* [TEXT UNDER STUDY]:
>>>
Conclusions: As there is evidence to suggest that in acute critical illness, hyperreninemic hypoaldosteronism, is associated with poor outcomes, co-administration of hydrocortisone with fludrocortisone in patients with septic shock should be considered. In keeping with the concept of CIRCI, we suggest the term critical illness-related mineralocorticoid insufficiency as a more appropriate description of the impaired aldosterone response to increased levels of renin seen in this group of patients.

Keywords: Adrenal insufficiency; corticosteroid insufficiency; critical illness; glucocorticoids; mineralocorticoids.

Figure 1

The hypothalamic-pituitary-adrenal axis during acute critical illness. CRH mediates the release of ACTH from the pituitary in response to stress and/or inflammation. ACTH, in turn, results in increased cortisol production from the adrenal gland. The increase in pro-inflammatory mediators during acute inflammation results in a reduction in CBG and plasma albumin and/or downregulation of hepatic GR, with a subsequent increase in free cortisol levels (33-35). CRH, Corticotropin-releasing hormone; ACTH, adrenocorticotropic hormone; CBG, cortisol binding globulin; GR, glucocorticoid receptors.

Figure 2

Renin Angiotensin Aldosterone System. Angiotensin I, a result of the conversion of angiotensinogen by the action of renin, is converted to angiotensin II through the action of angiotensin converting enzyme (ACE). Further peptides and receptors have since been demonstrated to be involved in the cascade that regulates aldosterone release. ACE, angiotensin converting enzyme; ADH, antidiuretic hormone; APA, aminopeptidase A; PCP, prolyl carboxypeptidase; Mas, mitochondrial assembly receptor; AT₁ receptor, angiotensin II type 1 receptor; AT₂ receptor, angiotensin II type 2 receptor; K⁺, potassium; Mg²⁺, magnesium.
<<<
Referring expression data
>>>
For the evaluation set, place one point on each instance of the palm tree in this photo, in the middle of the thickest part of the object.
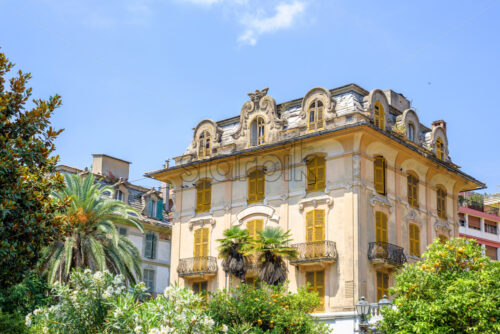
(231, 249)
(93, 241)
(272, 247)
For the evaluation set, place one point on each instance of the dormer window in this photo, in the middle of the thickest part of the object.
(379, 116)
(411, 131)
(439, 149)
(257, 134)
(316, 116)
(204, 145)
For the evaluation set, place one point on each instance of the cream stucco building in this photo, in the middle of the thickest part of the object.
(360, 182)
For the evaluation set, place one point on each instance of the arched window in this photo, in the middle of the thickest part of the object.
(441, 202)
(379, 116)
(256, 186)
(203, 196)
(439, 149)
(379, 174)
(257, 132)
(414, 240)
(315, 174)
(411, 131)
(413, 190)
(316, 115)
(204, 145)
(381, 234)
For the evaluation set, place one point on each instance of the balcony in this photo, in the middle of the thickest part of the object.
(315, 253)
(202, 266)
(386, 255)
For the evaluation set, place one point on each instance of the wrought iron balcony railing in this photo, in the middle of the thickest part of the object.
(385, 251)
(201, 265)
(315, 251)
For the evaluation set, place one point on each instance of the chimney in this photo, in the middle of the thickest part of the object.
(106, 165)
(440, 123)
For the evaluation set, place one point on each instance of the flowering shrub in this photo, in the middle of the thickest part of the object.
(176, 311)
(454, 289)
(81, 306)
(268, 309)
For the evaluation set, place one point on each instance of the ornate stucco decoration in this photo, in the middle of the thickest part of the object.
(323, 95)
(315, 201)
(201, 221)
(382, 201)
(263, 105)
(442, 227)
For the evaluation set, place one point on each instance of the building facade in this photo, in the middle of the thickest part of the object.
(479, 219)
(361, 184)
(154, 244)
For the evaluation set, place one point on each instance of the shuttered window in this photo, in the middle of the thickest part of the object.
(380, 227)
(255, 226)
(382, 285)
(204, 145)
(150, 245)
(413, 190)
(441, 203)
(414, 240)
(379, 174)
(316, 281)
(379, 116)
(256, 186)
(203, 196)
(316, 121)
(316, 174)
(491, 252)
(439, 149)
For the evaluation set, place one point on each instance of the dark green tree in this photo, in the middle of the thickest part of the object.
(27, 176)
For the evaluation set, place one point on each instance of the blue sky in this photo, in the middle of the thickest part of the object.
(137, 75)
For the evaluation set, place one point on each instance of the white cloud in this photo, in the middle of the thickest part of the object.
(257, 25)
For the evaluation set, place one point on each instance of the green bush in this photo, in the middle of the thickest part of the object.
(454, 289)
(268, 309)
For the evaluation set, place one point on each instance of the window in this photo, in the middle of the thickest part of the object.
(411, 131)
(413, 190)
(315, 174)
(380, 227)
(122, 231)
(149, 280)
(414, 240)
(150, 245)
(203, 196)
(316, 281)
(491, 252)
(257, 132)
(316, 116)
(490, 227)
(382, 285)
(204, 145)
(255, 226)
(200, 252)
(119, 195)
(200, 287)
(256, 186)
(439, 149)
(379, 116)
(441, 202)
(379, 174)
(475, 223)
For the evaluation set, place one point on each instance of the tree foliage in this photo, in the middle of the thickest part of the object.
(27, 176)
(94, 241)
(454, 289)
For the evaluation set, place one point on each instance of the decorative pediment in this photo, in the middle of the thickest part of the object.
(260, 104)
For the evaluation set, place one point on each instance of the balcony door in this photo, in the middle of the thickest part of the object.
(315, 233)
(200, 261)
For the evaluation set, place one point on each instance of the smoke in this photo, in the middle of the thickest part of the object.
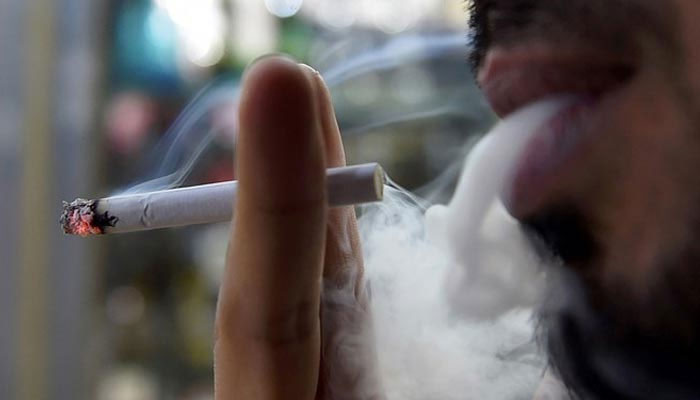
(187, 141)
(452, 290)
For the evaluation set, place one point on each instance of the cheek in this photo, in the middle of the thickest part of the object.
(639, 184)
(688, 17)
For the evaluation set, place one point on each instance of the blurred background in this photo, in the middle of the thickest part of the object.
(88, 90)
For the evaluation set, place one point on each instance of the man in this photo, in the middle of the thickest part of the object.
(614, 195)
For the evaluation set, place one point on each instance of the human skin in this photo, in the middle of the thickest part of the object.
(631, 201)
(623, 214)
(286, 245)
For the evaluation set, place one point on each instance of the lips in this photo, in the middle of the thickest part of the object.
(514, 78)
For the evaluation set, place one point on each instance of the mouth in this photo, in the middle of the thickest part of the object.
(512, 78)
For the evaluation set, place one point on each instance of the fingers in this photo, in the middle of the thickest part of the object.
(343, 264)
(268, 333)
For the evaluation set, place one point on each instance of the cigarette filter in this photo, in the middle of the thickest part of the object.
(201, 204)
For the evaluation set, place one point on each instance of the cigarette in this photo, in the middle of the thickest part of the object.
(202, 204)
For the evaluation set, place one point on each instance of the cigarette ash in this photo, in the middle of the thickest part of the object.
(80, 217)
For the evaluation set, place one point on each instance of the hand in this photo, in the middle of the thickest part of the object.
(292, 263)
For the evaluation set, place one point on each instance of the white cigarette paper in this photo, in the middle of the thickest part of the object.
<<<
* [ACTIVITY 1]: List the four abbreviations defined in the Figure 1 caption of the critical illness text, each with its full form.
* [ACTIVITY 2]: Write the next part of the critical illness text, starting after the Figure 2 caption.

* [ANSWER 1]:
CRH: corticotropin-releasing hormone
ACTH: adrenocorticotropic hormone
CBG: cortisol binding globulin
GR: glucocorticoid receptors

* [ANSWER 2]:
Figure 3

Aldosterone action; genomic and non-genomic effects of aldosterone and cortisol. Classical slow genomic actions mediated through the MR result in gene transcription and the production of effector proteins. Fast actions mediated through a surface receptor, which interact with the classic genomic actions, have been recently described to be mediated through the G-protein coupled receptor GPR30(GPER) and/or possibly through a membrane bound mineralocorticoid receptor. Aldosterone action through GPR30(GPER) is currently understood to be specific for aldosterone. GPR30, G protein-coupled receptor 30; PI3-K, Phosphatidylinositol 3-kinase; ERK1/2, extracellular-signal regulated kinase 1/2; JNK, c-Jun NH2-terminal kinase; c-SRC, non-receptor tyrosine kinase c-SRC protein; BP, blood pressure; MR, mineralocorticoid receptor.

Figure 4

Proposed schematic representation of the hypothalamic-pituitary axis and key mechanisms in hyperreninemic hypoaldosteronism. Renin-angiotensin-aldosterone system activation occurs through the classical pathway of aldosterone secretion. Additional corticotrophin independent pathways include effects of cytokines and vasopressin, which trigger corticotrophin release, independent of hypothalamic control. Critical illness triggers release of corticotrophin-releasing hormone from the hypothalamus. Corticotrophin-releasing hormone stimulates the anterior pituitary to release adrenocorticotropic hormone, which stimulates the release of cortisol and to a lesser extent, aldosterone from the adrenal cortex. In a subset of critically ill patients, the loss of regulatory negative feedback mechanisms results in the dissociation of renin and aldosterone (hyperreninemic hypoaldosteronism) which is characterized by hyperreninemia in the face of inappropriately low aldosterone and is associated with a higher mortality. HPA, hypothalamic-pituitary-adrenal; ACTH, adrenocorticotropic hormone; CRH, corticotropin-releasing hormone; RAAS, renin-angiotensin-aldosterone system; CIRCI, critical illness-related corticosteroid insufficiency; CIRMI, critical illnessrelated mineralocorticoid insufficiency.